━━ Material supplied
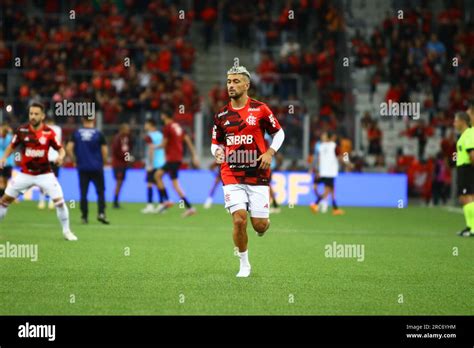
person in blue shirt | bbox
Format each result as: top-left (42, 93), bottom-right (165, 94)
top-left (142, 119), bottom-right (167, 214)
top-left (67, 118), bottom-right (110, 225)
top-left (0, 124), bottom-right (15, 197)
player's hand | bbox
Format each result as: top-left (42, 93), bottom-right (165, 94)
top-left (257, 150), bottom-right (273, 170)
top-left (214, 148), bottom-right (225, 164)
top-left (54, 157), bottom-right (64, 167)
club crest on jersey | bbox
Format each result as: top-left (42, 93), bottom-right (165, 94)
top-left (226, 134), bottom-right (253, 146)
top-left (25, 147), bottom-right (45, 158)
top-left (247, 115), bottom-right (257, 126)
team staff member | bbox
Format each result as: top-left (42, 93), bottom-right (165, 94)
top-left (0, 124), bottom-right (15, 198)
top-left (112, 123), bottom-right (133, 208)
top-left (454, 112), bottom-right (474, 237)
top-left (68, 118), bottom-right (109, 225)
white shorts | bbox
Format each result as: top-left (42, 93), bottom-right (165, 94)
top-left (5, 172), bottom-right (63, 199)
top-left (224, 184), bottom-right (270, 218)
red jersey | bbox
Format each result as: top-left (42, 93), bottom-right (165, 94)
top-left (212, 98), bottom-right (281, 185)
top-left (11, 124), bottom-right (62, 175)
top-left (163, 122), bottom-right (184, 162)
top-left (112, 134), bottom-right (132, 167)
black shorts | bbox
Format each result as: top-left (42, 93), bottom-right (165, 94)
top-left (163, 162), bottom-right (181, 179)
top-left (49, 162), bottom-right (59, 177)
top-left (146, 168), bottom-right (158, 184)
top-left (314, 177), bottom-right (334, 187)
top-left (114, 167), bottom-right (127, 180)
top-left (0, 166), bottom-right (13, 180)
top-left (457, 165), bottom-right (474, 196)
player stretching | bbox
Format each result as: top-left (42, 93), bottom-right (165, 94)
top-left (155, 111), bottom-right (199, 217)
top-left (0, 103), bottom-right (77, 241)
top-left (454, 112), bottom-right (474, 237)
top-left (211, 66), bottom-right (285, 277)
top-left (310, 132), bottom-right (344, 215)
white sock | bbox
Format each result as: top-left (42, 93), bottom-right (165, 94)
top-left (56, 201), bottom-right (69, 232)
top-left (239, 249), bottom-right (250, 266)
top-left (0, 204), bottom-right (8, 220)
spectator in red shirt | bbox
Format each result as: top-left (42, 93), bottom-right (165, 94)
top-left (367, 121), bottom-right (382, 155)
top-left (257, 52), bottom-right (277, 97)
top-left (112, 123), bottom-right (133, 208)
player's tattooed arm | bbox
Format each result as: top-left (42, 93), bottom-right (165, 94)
━━━━
━━ Material supplied
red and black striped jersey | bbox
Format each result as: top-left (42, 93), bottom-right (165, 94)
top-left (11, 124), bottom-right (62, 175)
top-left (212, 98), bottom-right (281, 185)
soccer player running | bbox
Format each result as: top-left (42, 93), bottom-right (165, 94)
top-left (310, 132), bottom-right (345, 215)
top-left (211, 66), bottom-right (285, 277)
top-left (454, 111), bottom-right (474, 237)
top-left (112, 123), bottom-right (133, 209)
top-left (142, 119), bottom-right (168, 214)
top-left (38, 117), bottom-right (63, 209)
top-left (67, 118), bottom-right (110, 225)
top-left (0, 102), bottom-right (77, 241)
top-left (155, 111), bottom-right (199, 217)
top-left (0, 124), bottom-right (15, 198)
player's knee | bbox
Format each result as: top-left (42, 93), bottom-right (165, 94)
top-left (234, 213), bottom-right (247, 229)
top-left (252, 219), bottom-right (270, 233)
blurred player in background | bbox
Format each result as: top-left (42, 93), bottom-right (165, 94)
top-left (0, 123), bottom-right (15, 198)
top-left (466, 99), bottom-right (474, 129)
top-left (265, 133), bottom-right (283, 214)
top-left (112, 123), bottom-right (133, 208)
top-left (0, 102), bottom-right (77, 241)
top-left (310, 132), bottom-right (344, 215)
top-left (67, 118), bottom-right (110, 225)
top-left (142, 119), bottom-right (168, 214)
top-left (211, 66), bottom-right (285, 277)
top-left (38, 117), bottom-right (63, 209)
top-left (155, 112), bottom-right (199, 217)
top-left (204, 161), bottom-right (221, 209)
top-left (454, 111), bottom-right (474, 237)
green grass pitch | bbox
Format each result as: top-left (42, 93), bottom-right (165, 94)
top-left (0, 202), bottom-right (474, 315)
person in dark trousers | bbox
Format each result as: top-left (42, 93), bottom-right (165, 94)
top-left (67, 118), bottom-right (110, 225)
━━━━
What the exercise asks »
Gather every line of the records that contains the word "black", matching case exactly.

Answer to this exercise »
black shorts | bbox
red and black striped jersey | bbox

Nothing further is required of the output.